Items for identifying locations
-------------------------
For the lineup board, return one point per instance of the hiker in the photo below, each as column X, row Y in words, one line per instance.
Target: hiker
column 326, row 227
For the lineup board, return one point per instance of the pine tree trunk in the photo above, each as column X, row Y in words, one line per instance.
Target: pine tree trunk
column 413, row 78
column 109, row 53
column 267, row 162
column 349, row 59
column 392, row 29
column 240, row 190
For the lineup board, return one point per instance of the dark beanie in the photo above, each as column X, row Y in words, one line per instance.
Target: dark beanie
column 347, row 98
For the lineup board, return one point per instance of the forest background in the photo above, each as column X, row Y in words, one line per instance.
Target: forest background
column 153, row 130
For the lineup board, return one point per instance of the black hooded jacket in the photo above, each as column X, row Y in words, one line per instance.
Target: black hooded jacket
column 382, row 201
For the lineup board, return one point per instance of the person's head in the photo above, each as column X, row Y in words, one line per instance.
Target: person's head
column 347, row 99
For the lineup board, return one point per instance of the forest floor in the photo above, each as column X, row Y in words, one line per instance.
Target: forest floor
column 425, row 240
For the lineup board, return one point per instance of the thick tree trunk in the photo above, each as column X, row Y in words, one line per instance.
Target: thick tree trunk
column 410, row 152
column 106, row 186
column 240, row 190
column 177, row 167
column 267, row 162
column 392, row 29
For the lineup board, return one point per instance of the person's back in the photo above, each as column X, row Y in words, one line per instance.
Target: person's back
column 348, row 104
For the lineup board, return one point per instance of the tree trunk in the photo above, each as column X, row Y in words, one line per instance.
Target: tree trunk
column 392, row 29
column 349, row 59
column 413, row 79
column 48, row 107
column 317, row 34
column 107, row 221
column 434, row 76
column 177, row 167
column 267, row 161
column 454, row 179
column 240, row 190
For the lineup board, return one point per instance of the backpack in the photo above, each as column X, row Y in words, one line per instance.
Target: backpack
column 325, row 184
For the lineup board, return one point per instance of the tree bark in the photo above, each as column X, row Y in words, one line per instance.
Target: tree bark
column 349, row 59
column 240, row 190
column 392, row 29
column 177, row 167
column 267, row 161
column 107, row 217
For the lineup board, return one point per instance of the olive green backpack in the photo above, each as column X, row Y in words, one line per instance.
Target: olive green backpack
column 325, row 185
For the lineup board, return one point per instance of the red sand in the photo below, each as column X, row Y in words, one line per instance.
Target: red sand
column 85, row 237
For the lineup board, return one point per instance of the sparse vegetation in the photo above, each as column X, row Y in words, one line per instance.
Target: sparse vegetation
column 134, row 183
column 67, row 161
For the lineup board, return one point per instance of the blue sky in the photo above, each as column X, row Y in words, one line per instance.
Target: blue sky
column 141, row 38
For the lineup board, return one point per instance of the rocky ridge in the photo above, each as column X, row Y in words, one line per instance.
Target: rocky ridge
-------------------------
**Stated exercise**
Extract all of the lines above and reproduce each one without any change.

**Answer to the exercise**
For the lineup board, return one point per instance of the hiker in the photo below, each as column X, row Y in words, one line per instance.
Target: hiker
column 326, row 227
For the lineup board, return one point per instance of the pine tree trunk in the photo above, each as column X, row Y in words, one line per instance.
Target: pine tree trunk
column 413, row 78
column 109, row 53
column 267, row 162
column 349, row 59
column 392, row 29
column 240, row 190
For the lineup board, return one point per instance of the dark beanie in the photo above, each as column X, row Y in words, one line per instance.
Target: dark beanie
column 347, row 98
For the lineup board, return one point per instance of the forest background in the photo above, each as column X, row Y in words, one line per instance.
Target: forest background
column 153, row 130
For the lineup board, return one point per instance of the black hooded jacket in the photo above, each as column X, row Y in words, one line per instance.
Target: black hooded jacket
column 382, row 201
For the lineup board, return one point per instance of the person's head in the photo above, each as column X, row Y in words, one line per instance.
Target: person's head
column 347, row 99
For the lineup board, return one point per instance of the forest floor in the photo above, each as column X, row Y in words, one line per instance.
Target: forest floor
column 425, row 240
For the lineup board, return one point per instance of the thick tree trunk in the photo above, each as column X, row Y in words, one line per instance.
Target: thick tree trunk
column 410, row 152
column 106, row 186
column 240, row 190
column 177, row 167
column 267, row 162
column 392, row 29
For the lineup board, return one point per instance of the person's back in the photo above, each as column X, row Y in words, one line per instance.
Target: person's back
column 348, row 104
For the lineup board, return one point per instance of the tree trunk in the photo above, each as column X, row Y in words, one line per instance.
Target: tree trunk
column 392, row 29
column 349, row 59
column 413, row 79
column 48, row 107
column 317, row 34
column 107, row 221
column 434, row 76
column 177, row 167
column 267, row 161
column 454, row 179
column 240, row 190
For the lineup board, return one point per instance of the backpack in the photo above, each as column X, row Y in words, one line per instance.
Target: backpack
column 325, row 184
For the lineup board, return one point per instance of the tree bark in the photo above, each as column X, row Y in words, one line per instance.
Target: tree bark
column 349, row 59
column 240, row 190
column 392, row 29
column 177, row 167
column 267, row 161
column 107, row 217
For the lineup board, return one point per instance of the olive green backpack in the photo above, each as column X, row Y in words, one line per instance.
Target: olive green backpack
column 325, row 185
For the lineup board, return one point per instance of the red sand in the photo below, each as column X, row Y in words, one line per instance.
Target: red sand
column 85, row 237
For the lineup board, return one point per instance of the sparse vegetation in the photo above, each as column X, row Y in words, one line per instance.
Target: sparse vegetation
column 134, row 183
column 67, row 161
For the lineup board, return one point per instance of the blue sky in the photo above, each as column X, row Y in words, one line per instance.
Target: blue sky
column 141, row 38
For the lineup board, return one point per instance of the rocky ridge in the photo above, each as column X, row Y in words, one line per instance.
Target: rocky ridge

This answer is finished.